START Excerpted data

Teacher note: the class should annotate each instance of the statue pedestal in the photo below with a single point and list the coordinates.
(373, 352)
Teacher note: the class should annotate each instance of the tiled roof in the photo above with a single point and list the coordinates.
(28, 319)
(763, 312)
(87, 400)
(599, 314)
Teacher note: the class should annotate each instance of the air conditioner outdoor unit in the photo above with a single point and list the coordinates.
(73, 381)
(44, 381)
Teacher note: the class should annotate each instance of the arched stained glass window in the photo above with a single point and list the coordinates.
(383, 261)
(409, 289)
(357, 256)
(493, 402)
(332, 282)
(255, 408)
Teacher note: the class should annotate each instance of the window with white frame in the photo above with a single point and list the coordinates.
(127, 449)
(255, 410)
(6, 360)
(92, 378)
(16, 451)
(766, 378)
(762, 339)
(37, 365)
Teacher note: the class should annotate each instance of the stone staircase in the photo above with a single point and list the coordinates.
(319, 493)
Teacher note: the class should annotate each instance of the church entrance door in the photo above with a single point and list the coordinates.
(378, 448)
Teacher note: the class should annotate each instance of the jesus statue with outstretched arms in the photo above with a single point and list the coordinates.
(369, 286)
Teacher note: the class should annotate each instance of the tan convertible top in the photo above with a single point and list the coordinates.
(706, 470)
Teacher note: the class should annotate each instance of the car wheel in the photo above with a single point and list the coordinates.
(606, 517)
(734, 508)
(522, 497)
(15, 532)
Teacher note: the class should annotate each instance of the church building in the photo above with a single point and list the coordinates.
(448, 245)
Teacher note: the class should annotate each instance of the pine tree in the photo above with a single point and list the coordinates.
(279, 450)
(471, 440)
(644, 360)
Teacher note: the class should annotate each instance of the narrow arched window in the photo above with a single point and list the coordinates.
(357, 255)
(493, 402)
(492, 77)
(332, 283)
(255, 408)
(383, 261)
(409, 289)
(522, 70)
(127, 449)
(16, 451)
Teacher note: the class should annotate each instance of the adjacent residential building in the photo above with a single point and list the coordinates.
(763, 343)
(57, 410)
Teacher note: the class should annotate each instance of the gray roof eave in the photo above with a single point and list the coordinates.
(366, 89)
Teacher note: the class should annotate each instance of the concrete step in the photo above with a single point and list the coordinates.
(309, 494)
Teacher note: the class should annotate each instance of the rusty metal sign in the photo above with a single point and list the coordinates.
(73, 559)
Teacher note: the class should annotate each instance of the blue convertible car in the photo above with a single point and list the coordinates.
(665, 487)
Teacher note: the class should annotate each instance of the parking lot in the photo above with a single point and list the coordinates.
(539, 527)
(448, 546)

END Excerpted data

#### What the exercise asks:
Restate the whole listing exactly.

#### Output below:
Teacher note: the class should annotate each instance of the statue pedestal in the photo below with a single point and list the coordinates.
(373, 352)
Teacher note: the class should annotate each instance of the tiled roof in the photo above with a single point and list the coordinates.
(28, 319)
(763, 312)
(87, 400)
(599, 314)
Teacher note: the class should annotate each instance of the air conditioner outdoor unit in the photo above with a single point and list the coordinates.
(73, 381)
(44, 381)
Teacher note: the class should annotate each instance of the arched stained glass window in the photo above with a single point and list the coordinates.
(383, 261)
(409, 289)
(357, 256)
(493, 402)
(332, 282)
(255, 408)
Teacher note: the class should annotate each instance of the window with white frame in the photo above with a single point and list the coordinates.
(127, 449)
(255, 410)
(6, 360)
(92, 378)
(16, 451)
(766, 378)
(762, 339)
(37, 365)
Teacher note: the class should annotate each instance of the stone staircase in the photo above with a single point and list the coordinates.
(319, 493)
Teacher note: the class should annotate each instance of the church entrance door in the photo above with a single point and list the coordinates.
(378, 448)
Teacher note: the class should annotate each instance of the jesus statue with outstretched arms in the photo above with a single point and list the coordinates.
(369, 286)
Teacher note: the class should annotate each instance of the tan convertible top in the photo above with a single point and list the coordinates.
(706, 470)
Teacher note: the class should annotate each instance of the car wheel in the photo above with a single point and list the coordinates.
(606, 517)
(734, 508)
(522, 497)
(15, 532)
Teacher note: the class should annotate each instance of the church building in the photo above with a single point and list the coordinates.
(448, 245)
Teacher note: the class should annotate each instance of the pine tree in the photo above with a single point and list the coordinates.
(279, 450)
(471, 440)
(644, 360)
Teacher note: the class should annotate each instance of the narrow arched window in the photo above with a single point and list the coordinates.
(357, 255)
(493, 402)
(492, 77)
(332, 283)
(255, 408)
(383, 261)
(409, 289)
(522, 70)
(127, 449)
(16, 451)
Teacher note: the class should annotate each instance of the adjacent residential building in the photo above with a single point and list the coordinates.
(763, 343)
(57, 410)
Teacher note: the class should annotate each instance of the gray roof eave in the photo above with a single point and list the coordinates.
(366, 89)
Teacher note: the class should annotate each instance of the concrete step in the photo above with a single point and list the coordinates.
(309, 494)
Teacher note: the class should annotate each instance of the rusty metal sign in the photo above with a single point and list the coordinates.
(73, 559)
Teacher note: the class should annotate each instance of the blue convertible car in the photo above with a single point and list the coordinates.
(665, 487)
Teacher note: the class should annotate each instance of the parking lot in the photo above with a single point and list the coordinates.
(539, 527)
(448, 546)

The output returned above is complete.